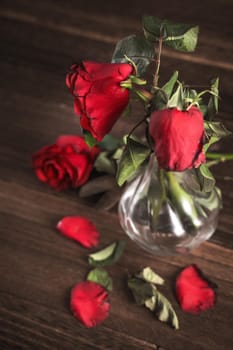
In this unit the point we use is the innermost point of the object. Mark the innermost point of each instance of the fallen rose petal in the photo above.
(194, 292)
(79, 229)
(89, 303)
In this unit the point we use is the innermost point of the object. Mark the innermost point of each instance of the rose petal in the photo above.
(79, 229)
(194, 292)
(89, 303)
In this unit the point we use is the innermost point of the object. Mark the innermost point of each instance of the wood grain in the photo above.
(38, 267)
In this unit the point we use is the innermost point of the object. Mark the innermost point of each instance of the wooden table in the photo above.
(38, 267)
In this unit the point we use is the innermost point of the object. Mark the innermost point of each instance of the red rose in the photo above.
(89, 303)
(67, 163)
(79, 229)
(178, 138)
(99, 97)
(194, 292)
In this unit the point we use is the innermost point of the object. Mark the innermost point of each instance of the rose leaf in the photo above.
(148, 275)
(163, 309)
(109, 255)
(101, 277)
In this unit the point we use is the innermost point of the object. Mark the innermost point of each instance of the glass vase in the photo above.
(166, 213)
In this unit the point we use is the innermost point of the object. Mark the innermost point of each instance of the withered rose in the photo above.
(178, 138)
(99, 98)
(89, 303)
(67, 163)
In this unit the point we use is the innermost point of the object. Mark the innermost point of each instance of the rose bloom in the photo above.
(67, 163)
(178, 138)
(99, 98)
(80, 230)
(89, 303)
(194, 292)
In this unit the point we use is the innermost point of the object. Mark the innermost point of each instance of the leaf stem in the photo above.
(156, 76)
(221, 157)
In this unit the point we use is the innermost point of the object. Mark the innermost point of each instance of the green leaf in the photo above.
(181, 200)
(206, 178)
(105, 164)
(138, 49)
(109, 143)
(134, 155)
(163, 309)
(148, 275)
(101, 277)
(181, 37)
(212, 108)
(214, 132)
(89, 139)
(108, 255)
(140, 289)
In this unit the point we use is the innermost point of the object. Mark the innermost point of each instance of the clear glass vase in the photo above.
(166, 213)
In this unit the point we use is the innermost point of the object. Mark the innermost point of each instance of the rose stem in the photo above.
(156, 76)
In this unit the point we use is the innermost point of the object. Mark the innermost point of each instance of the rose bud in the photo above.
(89, 303)
(67, 163)
(80, 230)
(178, 138)
(99, 98)
(194, 292)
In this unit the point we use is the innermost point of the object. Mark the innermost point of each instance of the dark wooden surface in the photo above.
(39, 41)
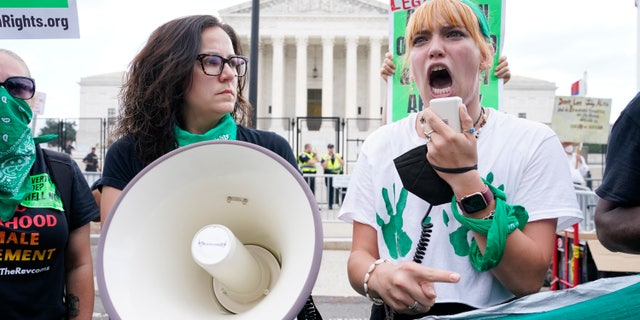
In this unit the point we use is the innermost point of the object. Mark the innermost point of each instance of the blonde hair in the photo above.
(17, 58)
(453, 13)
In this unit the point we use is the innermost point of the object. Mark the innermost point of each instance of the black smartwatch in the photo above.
(477, 201)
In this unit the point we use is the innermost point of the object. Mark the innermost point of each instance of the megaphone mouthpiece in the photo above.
(242, 276)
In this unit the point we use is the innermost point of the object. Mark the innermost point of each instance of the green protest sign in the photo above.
(403, 98)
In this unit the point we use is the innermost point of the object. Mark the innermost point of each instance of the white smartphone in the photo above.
(447, 110)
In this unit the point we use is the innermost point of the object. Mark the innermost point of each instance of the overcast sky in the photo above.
(552, 40)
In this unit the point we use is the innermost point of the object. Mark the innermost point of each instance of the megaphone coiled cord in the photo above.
(310, 311)
(425, 236)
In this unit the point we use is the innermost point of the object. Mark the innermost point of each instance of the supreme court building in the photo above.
(318, 74)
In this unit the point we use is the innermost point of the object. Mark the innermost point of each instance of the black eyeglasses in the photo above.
(20, 87)
(212, 64)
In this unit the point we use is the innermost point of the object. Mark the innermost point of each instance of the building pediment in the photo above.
(310, 8)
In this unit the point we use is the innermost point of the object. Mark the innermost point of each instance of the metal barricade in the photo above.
(587, 200)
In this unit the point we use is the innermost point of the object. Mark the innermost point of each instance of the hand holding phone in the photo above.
(447, 110)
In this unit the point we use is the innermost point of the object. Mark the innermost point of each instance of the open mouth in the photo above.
(440, 80)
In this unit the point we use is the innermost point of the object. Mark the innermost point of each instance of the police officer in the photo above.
(332, 163)
(307, 160)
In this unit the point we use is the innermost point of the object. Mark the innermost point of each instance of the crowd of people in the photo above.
(443, 222)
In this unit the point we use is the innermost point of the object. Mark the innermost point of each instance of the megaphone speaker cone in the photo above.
(145, 268)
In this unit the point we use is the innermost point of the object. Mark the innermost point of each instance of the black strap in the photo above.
(59, 165)
(455, 170)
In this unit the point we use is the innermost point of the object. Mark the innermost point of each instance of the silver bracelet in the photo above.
(376, 301)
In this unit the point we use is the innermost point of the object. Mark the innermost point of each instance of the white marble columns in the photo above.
(301, 75)
(277, 77)
(375, 61)
(327, 76)
(351, 74)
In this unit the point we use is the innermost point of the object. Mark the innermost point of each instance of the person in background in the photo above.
(307, 160)
(184, 86)
(332, 163)
(617, 215)
(91, 161)
(577, 164)
(443, 221)
(68, 147)
(388, 68)
(45, 252)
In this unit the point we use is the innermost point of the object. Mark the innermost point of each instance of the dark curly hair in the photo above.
(153, 92)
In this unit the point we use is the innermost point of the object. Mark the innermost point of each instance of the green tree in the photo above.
(64, 129)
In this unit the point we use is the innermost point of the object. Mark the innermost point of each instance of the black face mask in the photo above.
(419, 178)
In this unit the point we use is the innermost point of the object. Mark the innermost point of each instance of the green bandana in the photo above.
(225, 130)
(17, 152)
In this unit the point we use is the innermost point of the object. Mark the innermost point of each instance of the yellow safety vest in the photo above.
(334, 167)
(304, 165)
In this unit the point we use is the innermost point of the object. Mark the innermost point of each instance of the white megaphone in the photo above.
(218, 229)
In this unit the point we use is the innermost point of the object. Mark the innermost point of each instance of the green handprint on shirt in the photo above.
(397, 241)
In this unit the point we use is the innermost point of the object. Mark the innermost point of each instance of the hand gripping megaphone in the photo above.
(218, 229)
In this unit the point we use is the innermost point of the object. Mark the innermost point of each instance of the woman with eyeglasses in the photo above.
(46, 269)
(184, 86)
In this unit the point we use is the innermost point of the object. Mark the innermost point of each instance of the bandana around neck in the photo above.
(17, 152)
(225, 130)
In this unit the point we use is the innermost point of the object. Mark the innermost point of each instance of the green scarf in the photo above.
(17, 153)
(226, 129)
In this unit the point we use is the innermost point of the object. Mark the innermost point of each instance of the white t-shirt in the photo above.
(577, 174)
(525, 157)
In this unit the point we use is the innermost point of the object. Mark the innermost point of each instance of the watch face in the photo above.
(473, 203)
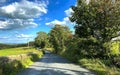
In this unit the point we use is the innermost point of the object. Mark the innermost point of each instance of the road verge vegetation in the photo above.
(16, 59)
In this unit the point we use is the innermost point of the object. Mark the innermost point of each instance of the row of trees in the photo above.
(97, 22)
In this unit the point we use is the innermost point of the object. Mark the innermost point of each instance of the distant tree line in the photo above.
(96, 23)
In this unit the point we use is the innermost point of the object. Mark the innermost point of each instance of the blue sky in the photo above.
(20, 20)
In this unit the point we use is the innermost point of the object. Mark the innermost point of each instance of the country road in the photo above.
(52, 64)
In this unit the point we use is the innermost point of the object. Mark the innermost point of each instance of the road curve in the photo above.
(52, 64)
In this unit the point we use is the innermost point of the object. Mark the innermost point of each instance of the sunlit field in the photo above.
(17, 51)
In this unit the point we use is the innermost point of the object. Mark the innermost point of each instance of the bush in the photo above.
(13, 66)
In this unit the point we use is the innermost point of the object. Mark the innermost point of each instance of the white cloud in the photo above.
(24, 36)
(65, 21)
(2, 1)
(68, 12)
(21, 14)
(3, 37)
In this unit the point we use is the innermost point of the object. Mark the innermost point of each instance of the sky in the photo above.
(20, 20)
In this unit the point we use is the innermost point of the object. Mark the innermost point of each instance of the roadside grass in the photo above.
(17, 51)
(15, 66)
(99, 66)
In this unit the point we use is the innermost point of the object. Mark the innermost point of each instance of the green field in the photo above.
(15, 66)
(17, 51)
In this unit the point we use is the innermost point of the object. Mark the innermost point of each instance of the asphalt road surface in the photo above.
(52, 64)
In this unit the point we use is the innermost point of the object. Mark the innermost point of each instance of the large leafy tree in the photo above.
(42, 40)
(97, 18)
(58, 37)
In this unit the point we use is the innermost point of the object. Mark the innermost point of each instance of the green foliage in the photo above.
(115, 48)
(99, 19)
(99, 66)
(14, 66)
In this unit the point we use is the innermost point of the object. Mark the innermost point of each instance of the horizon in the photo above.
(19, 23)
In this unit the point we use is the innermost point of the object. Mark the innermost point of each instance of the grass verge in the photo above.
(12, 67)
(98, 66)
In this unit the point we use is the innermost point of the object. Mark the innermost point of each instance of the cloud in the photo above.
(68, 12)
(24, 36)
(65, 21)
(21, 14)
(3, 37)
(2, 1)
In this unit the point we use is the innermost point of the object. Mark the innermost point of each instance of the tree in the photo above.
(98, 18)
(42, 40)
(58, 37)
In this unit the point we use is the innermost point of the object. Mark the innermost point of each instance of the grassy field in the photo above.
(99, 66)
(15, 66)
(17, 51)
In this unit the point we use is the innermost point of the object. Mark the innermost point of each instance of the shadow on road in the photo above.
(52, 64)
(50, 71)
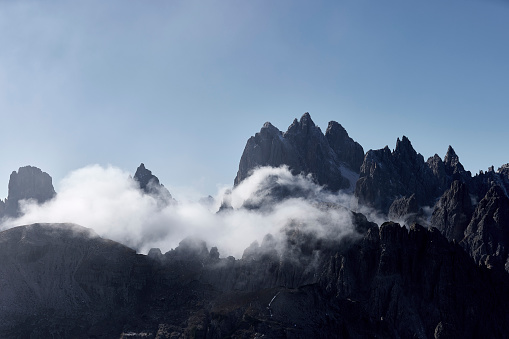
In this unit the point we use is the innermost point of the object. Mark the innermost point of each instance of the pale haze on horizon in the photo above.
(182, 85)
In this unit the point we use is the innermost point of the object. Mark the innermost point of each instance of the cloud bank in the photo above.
(109, 201)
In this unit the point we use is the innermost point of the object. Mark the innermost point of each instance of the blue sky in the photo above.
(182, 85)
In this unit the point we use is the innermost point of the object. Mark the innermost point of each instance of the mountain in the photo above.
(150, 184)
(443, 274)
(27, 183)
(332, 159)
(63, 281)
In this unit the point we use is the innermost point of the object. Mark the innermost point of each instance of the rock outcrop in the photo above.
(487, 234)
(305, 149)
(453, 211)
(29, 183)
(386, 176)
(63, 281)
(150, 184)
(388, 282)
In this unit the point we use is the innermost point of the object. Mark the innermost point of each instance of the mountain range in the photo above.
(435, 266)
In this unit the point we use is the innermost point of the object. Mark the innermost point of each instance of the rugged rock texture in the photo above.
(390, 282)
(64, 281)
(487, 234)
(28, 183)
(406, 210)
(386, 176)
(150, 184)
(453, 211)
(304, 149)
(348, 151)
(453, 167)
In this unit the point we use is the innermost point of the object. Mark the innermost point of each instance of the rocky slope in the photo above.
(447, 279)
(57, 280)
(150, 184)
(387, 282)
(332, 159)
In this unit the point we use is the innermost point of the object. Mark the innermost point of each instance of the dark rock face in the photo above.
(150, 184)
(487, 234)
(304, 149)
(406, 209)
(386, 283)
(28, 183)
(347, 150)
(65, 282)
(386, 176)
(453, 211)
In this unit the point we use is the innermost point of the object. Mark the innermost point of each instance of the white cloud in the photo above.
(107, 200)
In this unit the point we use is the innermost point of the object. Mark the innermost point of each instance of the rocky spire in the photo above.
(304, 149)
(150, 184)
(347, 150)
(28, 183)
|---|
● To do: Repeat exactly, and only, the lines from the line containing "rock face in the photo above." through the last line of the records above, both included.

● Task response:
In this unit the point we use is the innermost point of the object. Mark the innermost point of each instance of the dark rock face in the photo above.
(150, 184)
(487, 234)
(304, 149)
(406, 209)
(386, 283)
(28, 183)
(347, 150)
(65, 282)
(386, 176)
(453, 211)
In this unit the point we use is the innermost point of the object. Mark the innermost point of each instance of the white cloud in the photo above.
(107, 200)
In this unit the point we use is the innermost point of the object. Mark the innermost point of each instance of the rocky spire in the photo above.
(304, 149)
(150, 184)
(347, 150)
(28, 183)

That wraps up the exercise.